-- begin MATERIAL FOR THIS EXERCISE --
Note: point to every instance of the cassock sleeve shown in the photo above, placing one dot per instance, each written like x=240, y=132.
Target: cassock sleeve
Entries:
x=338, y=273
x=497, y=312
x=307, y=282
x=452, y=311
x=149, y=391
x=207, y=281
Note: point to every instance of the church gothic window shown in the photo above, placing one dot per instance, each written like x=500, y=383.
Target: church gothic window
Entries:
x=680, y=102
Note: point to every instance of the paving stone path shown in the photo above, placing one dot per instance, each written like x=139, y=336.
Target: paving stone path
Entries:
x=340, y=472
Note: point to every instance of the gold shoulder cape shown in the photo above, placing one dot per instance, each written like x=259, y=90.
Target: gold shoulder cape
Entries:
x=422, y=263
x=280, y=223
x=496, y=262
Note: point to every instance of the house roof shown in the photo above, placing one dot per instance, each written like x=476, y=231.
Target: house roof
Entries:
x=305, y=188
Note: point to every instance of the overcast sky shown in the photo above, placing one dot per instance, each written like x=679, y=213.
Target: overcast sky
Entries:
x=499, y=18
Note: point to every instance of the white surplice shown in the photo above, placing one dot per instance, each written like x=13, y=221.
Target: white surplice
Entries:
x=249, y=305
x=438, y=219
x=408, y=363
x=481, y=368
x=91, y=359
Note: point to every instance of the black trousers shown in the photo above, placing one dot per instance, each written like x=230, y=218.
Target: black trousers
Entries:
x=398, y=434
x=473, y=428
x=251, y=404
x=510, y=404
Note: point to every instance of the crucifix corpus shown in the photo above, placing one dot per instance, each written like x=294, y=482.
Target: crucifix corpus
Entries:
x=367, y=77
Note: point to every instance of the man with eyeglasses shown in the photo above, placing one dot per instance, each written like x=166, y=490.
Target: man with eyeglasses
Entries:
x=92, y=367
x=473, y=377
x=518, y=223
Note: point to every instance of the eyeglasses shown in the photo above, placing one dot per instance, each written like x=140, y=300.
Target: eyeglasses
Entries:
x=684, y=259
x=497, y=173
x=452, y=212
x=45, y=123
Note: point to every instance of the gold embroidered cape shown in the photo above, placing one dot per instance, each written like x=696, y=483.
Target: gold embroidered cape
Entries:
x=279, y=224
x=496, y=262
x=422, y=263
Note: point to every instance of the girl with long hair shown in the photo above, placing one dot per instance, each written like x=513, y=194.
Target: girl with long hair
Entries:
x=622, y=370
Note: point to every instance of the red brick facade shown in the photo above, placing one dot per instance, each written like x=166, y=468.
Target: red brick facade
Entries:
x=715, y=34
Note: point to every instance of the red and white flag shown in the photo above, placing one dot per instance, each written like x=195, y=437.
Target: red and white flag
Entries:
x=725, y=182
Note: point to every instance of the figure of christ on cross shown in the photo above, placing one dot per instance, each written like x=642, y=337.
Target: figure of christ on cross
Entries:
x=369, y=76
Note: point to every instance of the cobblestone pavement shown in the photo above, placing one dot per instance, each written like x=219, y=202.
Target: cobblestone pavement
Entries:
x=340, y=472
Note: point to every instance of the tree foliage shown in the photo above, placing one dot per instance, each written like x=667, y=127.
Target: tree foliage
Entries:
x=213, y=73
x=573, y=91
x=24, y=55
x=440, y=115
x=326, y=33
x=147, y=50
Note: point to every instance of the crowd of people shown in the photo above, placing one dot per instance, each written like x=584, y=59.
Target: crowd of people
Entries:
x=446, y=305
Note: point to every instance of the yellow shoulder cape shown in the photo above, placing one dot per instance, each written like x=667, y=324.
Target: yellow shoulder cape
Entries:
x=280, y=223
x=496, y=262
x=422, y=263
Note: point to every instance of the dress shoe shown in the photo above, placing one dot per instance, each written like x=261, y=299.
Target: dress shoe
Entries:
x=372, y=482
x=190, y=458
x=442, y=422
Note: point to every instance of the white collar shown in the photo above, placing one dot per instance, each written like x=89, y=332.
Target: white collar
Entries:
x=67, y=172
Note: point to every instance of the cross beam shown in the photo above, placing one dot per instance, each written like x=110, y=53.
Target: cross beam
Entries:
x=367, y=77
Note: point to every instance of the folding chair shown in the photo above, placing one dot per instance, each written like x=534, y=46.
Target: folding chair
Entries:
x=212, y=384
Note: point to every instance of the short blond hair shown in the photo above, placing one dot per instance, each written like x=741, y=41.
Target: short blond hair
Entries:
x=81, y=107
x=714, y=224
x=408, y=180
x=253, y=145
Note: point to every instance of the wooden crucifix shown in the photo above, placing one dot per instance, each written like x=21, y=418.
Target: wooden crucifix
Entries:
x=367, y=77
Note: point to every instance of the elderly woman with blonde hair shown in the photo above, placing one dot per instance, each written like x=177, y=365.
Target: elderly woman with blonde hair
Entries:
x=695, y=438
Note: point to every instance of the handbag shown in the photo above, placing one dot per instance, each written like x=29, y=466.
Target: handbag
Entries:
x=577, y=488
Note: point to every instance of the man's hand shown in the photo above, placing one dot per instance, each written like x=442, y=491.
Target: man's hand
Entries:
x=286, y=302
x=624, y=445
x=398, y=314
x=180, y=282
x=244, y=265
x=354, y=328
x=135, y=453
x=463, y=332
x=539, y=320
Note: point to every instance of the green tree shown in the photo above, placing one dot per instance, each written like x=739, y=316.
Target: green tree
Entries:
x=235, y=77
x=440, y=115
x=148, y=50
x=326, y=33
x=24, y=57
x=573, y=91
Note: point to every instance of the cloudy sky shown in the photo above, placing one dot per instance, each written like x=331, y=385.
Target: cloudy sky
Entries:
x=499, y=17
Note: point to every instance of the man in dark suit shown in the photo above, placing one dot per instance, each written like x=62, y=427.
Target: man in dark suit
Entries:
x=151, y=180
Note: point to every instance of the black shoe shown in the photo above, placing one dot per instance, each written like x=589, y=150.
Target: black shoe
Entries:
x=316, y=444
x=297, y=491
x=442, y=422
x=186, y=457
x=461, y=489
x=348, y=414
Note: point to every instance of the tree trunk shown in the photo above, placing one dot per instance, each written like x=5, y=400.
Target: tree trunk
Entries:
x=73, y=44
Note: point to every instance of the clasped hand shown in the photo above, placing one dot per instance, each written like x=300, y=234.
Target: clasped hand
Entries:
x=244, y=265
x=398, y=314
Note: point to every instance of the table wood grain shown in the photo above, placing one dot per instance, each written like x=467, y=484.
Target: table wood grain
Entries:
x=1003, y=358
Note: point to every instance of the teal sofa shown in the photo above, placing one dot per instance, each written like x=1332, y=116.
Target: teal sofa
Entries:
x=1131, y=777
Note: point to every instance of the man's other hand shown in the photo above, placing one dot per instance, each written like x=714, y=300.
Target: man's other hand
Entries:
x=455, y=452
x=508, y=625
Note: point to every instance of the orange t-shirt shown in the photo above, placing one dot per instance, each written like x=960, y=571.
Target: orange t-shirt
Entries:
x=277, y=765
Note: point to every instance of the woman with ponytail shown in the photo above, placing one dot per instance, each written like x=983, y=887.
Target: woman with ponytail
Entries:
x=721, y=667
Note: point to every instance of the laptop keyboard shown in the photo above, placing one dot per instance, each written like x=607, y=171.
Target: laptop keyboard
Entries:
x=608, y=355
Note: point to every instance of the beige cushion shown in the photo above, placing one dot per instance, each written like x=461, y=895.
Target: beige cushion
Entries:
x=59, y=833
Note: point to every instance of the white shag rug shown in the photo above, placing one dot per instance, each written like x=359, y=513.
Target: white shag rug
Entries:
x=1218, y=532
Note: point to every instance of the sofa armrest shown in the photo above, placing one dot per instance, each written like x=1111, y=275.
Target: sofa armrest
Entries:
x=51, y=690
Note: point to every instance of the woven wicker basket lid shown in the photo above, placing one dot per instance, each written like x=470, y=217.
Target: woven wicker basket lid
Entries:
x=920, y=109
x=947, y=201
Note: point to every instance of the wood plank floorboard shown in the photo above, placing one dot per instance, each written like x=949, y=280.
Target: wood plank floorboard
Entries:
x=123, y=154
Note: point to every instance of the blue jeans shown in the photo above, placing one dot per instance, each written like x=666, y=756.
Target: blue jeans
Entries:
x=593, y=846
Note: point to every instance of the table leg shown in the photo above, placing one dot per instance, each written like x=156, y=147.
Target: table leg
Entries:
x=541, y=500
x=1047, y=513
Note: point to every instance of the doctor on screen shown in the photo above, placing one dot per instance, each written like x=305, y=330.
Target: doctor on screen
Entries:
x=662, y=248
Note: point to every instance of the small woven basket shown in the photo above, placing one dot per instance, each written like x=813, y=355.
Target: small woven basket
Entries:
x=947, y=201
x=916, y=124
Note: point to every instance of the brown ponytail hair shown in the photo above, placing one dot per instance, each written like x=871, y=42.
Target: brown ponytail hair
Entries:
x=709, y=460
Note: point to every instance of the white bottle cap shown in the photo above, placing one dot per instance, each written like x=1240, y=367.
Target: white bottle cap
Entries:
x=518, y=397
-- end MATERIAL FOR THIS EXERCISE --
● **PROBLEM REQUIREMENTS**
Begin with the line that contains "Note: point to every instance of the small" and set down each line exactly until the records above end, including the final line.

● **TASK SOLUTION**
Note: point to every instance of the small woven basket shown in the photo above, placing one dot per instance, each written like x=813, y=355.
Target: small woven basket
Entries:
x=947, y=201
x=916, y=124
Note: point to every instance of the brown ponytail hair shown in the photo above, placing one dot per instance, each written like x=871, y=42.
Target: brown ponytail hair
Entries:
x=709, y=460
Note: point to every instance of the white bottle cap shown in the photo above, placing one dot per instance, each written like x=1240, y=367.
Target: white bottle cap
Entries:
x=518, y=397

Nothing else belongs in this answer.